Problem to solve ::
Output every line of all the rows below as a Markdown table with the columns "No." and "Text", where each line gets a sequential number and blank lines are omitted. Leave the pictures out of the table.

Provided data ::
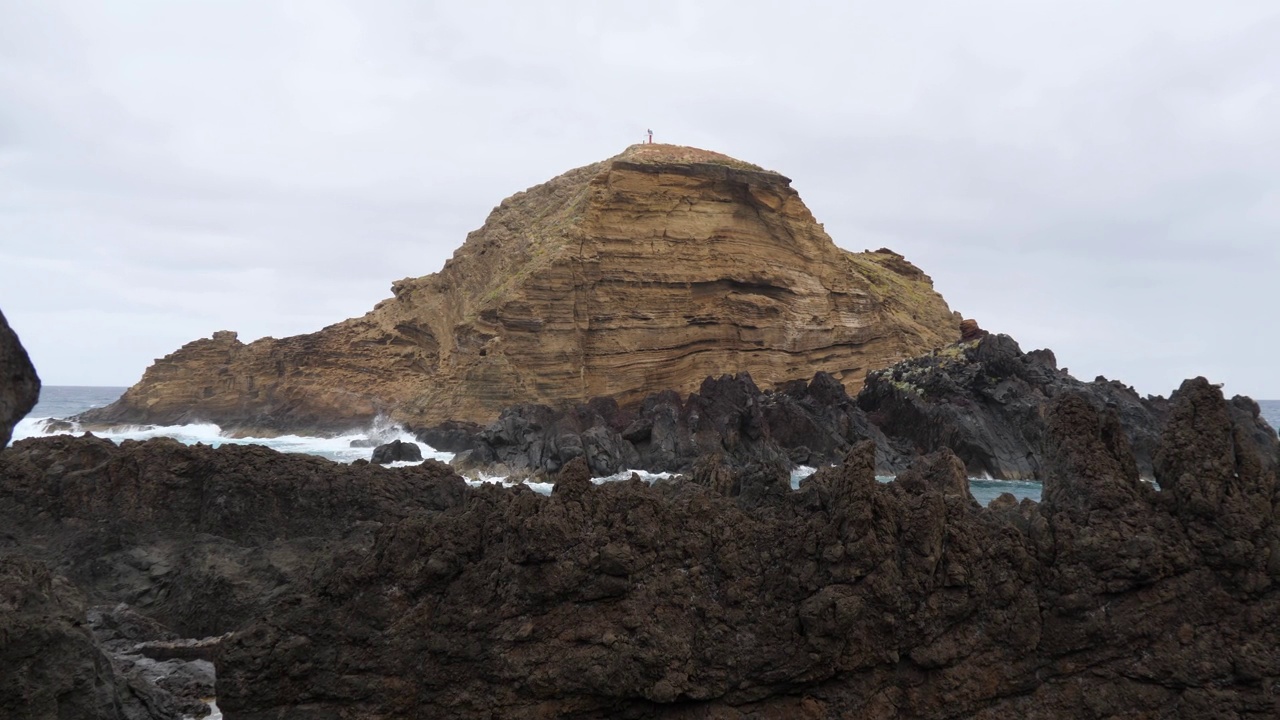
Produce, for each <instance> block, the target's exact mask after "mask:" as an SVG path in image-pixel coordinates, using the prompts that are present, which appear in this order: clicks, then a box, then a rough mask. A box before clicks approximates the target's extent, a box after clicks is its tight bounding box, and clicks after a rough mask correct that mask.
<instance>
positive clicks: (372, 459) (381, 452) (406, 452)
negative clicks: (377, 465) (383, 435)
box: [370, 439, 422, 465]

Response to the exercise ::
| No. | Text |
|---|---|
| 1 | Produce, for each <instance> block, the target's exact mask after "mask:" as an SVG path in image-pixel coordinates, using the prompts that are present, which appear in this order: clicks, then a box, then a rough mask. A box before clicks approximates the target's extent, a box after clicks is its tight bounding box, and clicks after a rough mask correct that mask. |
| 2 | <instance> |
| 3 | positive clicks: (372, 459) (381, 452) (406, 452) |
| 4 | negative clicks: (377, 465) (383, 435) |
| 5 | box: [370, 439, 422, 465] |